• [WHAT THIS TASK INVOLVES]
Gather and copy every line of the entries that follow which contains the word "below". Case counts.

Labeled-object pointing entries:
___
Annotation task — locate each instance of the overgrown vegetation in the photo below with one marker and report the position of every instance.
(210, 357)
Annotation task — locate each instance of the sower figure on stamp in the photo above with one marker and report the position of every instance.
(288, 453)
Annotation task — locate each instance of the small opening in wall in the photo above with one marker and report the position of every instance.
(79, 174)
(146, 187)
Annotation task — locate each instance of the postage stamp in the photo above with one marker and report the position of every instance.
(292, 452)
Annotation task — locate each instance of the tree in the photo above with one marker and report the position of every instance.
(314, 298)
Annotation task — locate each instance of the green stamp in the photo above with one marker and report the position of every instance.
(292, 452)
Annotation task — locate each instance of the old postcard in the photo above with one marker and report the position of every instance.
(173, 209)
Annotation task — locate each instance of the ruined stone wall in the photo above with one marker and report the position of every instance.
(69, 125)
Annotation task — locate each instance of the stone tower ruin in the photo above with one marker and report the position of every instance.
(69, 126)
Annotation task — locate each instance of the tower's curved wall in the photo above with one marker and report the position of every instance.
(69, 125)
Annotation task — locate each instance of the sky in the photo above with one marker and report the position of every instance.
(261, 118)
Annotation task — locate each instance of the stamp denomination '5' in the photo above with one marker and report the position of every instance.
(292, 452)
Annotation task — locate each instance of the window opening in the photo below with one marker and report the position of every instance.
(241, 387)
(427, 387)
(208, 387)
___
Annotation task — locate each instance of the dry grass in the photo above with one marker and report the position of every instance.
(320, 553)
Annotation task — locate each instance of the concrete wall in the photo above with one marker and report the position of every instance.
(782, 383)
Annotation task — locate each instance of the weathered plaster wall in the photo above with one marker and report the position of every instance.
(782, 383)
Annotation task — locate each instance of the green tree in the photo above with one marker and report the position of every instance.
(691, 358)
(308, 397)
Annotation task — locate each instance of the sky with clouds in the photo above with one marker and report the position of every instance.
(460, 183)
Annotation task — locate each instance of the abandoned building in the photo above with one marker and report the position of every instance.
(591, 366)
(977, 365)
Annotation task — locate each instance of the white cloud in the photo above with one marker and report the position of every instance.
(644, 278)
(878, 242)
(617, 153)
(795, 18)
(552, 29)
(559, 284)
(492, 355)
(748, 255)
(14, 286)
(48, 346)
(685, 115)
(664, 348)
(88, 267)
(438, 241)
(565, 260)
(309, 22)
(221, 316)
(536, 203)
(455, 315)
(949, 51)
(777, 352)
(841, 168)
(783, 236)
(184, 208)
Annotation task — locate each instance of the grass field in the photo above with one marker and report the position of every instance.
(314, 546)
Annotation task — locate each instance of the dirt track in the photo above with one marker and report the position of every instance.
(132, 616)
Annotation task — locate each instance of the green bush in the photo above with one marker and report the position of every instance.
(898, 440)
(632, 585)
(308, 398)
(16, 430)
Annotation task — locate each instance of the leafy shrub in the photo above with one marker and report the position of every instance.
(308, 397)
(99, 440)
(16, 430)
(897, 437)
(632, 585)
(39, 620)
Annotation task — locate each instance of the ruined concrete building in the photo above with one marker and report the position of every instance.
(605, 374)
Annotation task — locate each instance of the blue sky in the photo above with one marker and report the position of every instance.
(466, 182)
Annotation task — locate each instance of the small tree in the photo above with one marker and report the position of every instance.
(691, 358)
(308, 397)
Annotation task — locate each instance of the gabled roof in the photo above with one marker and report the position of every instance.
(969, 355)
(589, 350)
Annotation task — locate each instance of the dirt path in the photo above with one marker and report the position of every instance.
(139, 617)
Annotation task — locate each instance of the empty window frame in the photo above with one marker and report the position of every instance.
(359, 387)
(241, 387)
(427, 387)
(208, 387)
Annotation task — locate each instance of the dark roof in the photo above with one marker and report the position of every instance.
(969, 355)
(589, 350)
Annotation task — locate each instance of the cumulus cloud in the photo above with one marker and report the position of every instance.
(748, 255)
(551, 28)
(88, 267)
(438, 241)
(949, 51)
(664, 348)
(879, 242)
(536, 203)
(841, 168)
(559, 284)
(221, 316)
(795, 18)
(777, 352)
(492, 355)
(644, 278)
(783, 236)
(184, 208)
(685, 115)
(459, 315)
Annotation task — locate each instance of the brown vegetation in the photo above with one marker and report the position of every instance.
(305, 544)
___
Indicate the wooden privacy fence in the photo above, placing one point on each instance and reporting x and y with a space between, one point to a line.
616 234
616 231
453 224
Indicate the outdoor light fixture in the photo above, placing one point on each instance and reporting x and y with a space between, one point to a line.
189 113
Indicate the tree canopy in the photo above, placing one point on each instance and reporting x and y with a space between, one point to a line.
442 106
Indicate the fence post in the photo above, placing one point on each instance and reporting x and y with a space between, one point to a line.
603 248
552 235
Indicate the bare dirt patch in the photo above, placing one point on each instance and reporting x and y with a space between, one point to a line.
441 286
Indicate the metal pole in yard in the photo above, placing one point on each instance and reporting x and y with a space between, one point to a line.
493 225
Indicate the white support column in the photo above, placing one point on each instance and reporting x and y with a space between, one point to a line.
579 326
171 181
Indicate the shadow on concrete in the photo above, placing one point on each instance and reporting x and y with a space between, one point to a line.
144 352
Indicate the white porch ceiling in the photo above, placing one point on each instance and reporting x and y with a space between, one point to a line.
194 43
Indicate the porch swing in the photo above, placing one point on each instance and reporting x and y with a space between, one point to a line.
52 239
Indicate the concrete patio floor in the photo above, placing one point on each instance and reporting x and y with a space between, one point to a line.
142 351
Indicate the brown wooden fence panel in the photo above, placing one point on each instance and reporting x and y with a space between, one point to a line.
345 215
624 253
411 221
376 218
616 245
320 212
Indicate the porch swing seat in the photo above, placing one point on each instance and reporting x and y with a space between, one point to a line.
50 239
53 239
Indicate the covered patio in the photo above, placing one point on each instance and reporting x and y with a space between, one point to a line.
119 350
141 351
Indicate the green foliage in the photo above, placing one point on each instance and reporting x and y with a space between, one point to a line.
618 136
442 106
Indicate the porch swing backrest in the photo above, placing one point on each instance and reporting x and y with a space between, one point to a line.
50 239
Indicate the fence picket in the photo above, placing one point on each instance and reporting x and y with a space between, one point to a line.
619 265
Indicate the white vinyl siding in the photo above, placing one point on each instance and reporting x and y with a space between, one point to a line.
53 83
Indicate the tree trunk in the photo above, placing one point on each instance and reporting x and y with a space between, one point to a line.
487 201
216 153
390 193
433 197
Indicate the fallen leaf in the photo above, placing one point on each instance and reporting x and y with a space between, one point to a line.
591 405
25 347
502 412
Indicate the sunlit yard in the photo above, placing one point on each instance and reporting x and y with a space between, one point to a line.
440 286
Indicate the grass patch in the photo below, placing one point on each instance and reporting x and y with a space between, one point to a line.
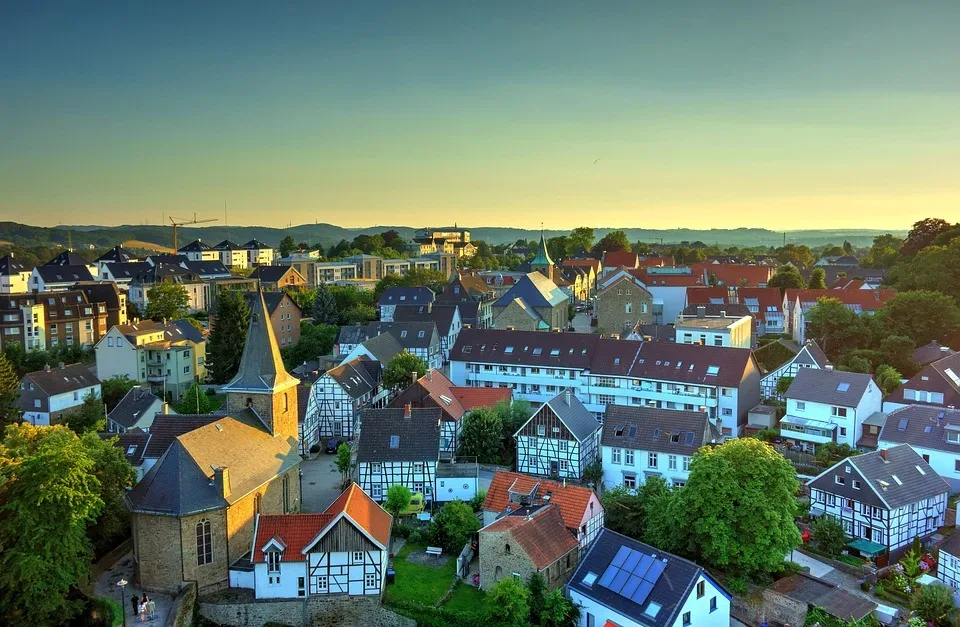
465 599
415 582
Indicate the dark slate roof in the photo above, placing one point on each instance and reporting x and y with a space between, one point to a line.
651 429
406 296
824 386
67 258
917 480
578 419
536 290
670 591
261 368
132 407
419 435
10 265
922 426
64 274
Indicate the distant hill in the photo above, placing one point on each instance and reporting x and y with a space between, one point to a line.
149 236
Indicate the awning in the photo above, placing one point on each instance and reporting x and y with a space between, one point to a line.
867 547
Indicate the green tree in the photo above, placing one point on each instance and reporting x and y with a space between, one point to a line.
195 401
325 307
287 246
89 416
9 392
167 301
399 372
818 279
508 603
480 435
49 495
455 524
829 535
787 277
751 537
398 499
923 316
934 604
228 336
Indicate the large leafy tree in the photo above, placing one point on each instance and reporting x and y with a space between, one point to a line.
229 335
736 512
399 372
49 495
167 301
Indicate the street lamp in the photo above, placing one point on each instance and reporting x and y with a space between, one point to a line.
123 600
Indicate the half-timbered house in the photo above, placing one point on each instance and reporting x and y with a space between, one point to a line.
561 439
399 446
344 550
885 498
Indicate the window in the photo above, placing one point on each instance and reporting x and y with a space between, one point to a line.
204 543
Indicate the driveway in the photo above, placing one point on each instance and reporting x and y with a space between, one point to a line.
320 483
___
• [WRITTEN RESPONSE]
Annotation task — locate each instance of the overgrown vegetation in the photo below with one marker and report the position of every instance.
Annotation task — locate each instance of the window opening in the photo below with one marker and report the position of every instance.
Indicate the grass patch in the photo below, placing one point on each instance and reporting x and y with a space between, one point to a line.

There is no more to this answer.